__Brief__
Please find each line in the items below that contains the string "asphalt", matching case, and copy those lines out.

__Records shown__

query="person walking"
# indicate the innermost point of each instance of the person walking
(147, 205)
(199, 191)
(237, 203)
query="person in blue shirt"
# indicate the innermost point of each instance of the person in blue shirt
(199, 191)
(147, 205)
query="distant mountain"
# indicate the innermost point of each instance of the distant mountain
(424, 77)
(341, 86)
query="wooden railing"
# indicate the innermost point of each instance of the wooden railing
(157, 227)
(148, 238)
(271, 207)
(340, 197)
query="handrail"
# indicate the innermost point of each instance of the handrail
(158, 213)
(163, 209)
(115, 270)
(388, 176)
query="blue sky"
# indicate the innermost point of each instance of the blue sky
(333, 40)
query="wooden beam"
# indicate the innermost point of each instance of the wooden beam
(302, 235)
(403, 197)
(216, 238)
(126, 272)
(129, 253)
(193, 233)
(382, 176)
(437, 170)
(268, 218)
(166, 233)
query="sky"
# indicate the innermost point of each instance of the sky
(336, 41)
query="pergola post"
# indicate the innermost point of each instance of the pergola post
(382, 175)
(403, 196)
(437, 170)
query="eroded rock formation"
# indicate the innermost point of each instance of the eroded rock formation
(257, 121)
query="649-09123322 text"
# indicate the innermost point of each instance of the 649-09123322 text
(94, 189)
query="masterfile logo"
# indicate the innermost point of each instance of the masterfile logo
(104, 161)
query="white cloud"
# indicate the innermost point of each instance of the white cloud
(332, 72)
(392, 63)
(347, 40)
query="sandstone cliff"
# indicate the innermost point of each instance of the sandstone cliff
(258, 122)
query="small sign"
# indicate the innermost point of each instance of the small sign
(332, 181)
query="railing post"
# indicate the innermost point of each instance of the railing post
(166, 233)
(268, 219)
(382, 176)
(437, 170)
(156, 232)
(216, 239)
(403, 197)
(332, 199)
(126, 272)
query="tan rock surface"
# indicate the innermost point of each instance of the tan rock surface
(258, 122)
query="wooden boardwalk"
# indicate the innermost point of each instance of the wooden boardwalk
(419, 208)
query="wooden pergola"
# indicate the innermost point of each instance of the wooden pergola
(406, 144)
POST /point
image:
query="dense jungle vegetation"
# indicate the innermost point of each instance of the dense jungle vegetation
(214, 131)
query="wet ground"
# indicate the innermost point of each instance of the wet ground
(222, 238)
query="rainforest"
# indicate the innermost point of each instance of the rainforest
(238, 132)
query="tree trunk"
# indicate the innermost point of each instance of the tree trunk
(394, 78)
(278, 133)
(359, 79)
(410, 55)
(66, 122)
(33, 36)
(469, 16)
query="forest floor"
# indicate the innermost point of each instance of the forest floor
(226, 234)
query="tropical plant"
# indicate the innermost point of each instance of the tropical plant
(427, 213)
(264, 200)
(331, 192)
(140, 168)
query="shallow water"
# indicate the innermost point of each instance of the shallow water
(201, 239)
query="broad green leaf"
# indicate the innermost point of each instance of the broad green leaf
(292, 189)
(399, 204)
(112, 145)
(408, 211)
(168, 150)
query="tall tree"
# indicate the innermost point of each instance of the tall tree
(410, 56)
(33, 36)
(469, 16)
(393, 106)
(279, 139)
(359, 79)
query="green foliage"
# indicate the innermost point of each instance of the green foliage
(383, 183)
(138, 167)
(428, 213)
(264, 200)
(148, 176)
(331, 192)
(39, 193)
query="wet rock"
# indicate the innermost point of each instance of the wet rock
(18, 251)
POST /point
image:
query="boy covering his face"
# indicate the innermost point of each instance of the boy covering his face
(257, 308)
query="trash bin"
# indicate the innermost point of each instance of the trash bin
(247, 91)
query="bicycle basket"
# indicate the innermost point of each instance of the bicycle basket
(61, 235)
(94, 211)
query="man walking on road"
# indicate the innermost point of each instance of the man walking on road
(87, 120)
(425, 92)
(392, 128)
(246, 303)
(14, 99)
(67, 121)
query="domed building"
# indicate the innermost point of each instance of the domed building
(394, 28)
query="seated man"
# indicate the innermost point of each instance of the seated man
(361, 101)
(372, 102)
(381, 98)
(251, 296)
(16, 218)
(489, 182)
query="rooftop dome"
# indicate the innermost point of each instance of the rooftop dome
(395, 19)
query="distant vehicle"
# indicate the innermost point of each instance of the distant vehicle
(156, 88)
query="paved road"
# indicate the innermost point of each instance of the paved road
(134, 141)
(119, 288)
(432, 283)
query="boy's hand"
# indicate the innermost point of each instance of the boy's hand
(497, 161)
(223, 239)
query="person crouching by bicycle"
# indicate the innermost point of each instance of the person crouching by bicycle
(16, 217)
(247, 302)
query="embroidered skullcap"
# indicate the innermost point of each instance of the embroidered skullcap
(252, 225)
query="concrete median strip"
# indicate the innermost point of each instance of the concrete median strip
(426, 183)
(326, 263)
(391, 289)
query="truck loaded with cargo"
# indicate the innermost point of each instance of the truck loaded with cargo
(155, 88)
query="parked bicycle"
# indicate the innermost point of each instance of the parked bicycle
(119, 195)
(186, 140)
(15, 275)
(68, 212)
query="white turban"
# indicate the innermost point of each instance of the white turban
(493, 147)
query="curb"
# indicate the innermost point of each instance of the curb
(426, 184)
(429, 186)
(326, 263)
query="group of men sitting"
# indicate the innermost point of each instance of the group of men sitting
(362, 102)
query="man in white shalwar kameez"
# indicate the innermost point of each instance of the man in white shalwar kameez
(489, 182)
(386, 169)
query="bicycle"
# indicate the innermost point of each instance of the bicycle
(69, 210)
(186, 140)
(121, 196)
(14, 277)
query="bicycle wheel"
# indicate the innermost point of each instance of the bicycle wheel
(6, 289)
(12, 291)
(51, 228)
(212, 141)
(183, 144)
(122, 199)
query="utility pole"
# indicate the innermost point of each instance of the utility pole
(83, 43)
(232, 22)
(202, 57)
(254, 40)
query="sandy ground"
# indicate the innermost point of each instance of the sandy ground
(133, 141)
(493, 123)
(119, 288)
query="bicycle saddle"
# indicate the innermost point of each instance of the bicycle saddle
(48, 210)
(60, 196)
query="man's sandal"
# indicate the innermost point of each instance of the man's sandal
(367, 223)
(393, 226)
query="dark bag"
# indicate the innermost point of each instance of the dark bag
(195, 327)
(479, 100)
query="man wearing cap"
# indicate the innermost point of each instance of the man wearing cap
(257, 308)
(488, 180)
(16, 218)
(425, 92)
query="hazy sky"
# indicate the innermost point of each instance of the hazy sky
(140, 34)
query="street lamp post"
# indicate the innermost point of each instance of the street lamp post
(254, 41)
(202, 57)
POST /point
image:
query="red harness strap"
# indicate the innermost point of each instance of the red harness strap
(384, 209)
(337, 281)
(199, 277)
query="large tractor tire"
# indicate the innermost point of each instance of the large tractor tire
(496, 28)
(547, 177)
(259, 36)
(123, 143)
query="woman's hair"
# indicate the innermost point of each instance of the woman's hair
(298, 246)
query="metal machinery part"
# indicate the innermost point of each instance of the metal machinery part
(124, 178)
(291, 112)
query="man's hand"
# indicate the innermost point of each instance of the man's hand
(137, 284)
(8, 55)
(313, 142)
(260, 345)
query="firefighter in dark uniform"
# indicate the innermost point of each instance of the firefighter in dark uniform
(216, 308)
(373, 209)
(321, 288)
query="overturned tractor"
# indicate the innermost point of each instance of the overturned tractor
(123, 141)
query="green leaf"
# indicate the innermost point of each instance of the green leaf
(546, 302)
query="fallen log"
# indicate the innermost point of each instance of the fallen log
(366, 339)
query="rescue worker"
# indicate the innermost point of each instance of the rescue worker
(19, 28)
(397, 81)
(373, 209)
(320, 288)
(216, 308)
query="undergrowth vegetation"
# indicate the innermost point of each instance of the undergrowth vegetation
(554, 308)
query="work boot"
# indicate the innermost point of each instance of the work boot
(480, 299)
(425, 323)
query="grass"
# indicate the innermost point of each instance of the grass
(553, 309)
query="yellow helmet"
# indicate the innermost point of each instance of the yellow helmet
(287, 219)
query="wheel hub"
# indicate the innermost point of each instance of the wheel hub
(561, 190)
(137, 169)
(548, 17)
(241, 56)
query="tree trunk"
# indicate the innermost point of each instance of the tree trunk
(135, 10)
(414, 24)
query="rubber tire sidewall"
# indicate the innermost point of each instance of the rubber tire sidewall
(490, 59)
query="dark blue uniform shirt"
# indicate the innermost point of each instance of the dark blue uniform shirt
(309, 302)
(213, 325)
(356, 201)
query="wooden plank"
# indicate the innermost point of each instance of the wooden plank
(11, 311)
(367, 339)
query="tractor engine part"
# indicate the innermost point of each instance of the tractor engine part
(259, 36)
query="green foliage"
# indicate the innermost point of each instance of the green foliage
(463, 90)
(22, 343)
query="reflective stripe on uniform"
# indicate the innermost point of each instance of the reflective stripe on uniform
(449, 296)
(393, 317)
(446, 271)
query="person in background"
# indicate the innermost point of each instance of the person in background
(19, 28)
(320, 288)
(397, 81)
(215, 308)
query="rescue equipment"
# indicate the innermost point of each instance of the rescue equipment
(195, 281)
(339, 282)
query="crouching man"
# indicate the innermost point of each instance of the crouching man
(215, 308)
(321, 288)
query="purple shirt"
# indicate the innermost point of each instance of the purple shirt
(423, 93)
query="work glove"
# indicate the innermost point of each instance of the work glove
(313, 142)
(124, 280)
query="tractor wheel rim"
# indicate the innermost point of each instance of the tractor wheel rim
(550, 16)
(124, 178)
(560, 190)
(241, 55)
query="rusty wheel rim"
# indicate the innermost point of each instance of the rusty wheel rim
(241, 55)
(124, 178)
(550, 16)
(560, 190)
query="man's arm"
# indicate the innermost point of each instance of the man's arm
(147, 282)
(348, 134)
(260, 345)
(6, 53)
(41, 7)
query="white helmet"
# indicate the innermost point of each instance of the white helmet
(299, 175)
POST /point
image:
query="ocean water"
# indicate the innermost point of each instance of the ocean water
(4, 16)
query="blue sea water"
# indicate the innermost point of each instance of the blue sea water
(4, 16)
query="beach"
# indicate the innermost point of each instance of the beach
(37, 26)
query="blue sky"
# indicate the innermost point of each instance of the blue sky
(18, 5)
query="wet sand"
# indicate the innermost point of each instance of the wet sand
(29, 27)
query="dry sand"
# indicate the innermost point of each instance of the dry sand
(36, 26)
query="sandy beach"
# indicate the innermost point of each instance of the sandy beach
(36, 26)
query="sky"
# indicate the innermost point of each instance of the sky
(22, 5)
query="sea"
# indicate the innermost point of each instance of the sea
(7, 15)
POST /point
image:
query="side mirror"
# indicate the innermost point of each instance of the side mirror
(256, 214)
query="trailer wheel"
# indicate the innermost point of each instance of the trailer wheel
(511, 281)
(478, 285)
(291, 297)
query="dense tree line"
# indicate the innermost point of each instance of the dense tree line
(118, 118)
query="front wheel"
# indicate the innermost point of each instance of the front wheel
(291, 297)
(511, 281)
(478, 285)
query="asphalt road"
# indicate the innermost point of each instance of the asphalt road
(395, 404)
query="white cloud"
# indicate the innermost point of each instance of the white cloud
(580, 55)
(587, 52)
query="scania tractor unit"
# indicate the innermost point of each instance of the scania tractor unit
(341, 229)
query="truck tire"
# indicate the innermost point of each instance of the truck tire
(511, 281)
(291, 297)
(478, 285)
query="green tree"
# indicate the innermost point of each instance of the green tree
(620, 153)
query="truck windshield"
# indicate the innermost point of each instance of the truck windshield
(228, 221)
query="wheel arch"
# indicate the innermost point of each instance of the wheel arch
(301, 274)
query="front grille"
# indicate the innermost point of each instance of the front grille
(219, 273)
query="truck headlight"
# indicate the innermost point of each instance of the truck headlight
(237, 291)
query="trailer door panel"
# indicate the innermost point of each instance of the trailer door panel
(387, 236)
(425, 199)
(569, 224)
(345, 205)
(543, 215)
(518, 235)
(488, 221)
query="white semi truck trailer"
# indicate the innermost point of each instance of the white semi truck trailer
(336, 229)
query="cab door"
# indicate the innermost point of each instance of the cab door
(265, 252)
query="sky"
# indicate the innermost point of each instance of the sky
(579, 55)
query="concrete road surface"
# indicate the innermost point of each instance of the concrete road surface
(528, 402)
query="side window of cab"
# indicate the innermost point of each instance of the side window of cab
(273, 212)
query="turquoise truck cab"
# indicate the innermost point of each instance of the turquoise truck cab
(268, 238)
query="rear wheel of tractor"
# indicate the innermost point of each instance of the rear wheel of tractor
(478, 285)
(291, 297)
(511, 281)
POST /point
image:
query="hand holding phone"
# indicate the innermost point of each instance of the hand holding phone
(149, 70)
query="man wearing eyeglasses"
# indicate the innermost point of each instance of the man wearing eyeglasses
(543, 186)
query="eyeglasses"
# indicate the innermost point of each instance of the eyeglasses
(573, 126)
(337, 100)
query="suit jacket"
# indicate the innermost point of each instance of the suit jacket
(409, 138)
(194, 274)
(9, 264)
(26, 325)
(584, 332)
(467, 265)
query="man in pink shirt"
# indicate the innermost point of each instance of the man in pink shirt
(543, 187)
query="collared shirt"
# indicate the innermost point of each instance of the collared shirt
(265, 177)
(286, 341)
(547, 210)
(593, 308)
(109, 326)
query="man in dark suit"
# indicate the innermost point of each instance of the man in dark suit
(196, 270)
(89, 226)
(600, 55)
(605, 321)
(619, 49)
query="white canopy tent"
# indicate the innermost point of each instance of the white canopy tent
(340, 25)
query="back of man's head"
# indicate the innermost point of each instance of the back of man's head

__Task output__
query="asphalt road"
# indicate the innermost point of each instance of the asphalt road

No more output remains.